-- Text for analysis --
>>>>
Friday, March 9, 2012

Singing from the same hymn sheet

As many of you will know, I've spent much of this week singing in various performances and rehearsals. I enjoy singing in a choir - I find it very therapeutic. I think this is because it engages your whole brain.
You have to count, you have to think about pitch, you have to think about being expressive, you have to read the words and the music, you have to think about when to breathe - so there is absolutely no space left in which to stress out about whether you need to go to the supermarket, or whether you sent that email.
While I was musing about this on my way to work this morning, it also struck me that many of my fellow garden bloggers sing - or if they don't sing, they share a love of music. Was there a link, I wondered, between gardening and music? Or was it just that a lot of my garden blogging friends (those of a similar age to me) come from a generation when schools taught music properly, and communal singing (hymns at assembly and so on) was a daily occurrence?
Probably just coincidence, I decided. Then I thought about it a bit more. Hardly any of my colleagues - most of whom are at least 10 years younger than me - take part in any musical activity. I can think of only one who sings in a choir.
<<<<
-- Assignment --
Copy out the part of the post about choir singing that opens with the words containing "Singing from the" and closes with "your whole brain.", replacing "therapeutic" with "calming".

-- Provided records --
>>>>
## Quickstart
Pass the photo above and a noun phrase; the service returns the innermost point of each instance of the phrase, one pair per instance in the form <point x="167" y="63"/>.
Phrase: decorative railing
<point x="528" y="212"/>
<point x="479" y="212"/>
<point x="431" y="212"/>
<<<<
>>>>
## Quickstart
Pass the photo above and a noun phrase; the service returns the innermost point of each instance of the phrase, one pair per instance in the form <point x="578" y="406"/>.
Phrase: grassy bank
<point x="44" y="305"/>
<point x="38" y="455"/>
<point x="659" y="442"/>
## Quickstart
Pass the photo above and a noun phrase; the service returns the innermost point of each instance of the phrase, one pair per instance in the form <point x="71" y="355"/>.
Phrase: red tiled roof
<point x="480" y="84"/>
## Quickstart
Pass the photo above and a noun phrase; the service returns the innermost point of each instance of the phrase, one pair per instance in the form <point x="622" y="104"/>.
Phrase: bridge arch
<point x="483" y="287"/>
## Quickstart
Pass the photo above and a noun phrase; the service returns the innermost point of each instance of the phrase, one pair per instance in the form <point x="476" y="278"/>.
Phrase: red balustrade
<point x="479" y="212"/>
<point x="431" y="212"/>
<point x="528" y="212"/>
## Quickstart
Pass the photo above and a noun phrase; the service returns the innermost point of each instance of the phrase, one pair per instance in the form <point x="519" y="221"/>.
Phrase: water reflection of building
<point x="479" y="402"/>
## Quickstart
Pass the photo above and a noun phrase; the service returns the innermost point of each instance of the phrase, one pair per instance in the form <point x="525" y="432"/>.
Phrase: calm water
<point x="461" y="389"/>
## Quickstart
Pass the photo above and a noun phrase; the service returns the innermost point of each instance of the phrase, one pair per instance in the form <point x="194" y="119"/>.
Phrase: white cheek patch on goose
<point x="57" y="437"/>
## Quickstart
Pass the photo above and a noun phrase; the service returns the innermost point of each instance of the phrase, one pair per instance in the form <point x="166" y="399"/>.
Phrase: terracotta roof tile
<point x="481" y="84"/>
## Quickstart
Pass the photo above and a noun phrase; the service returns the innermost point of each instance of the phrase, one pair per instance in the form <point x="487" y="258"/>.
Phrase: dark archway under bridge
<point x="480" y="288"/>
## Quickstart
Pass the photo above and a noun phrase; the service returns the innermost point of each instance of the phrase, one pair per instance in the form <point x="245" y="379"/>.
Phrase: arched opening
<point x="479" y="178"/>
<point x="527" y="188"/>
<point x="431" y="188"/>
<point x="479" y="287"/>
<<<<
-- Answer --
Singing from the same hymn sheet

As many of you will know, I've spent much of this week singing in various performances and rehearsals. I enjoy singing in a choir - I find it very calming. I think this is because it engages your whole brain.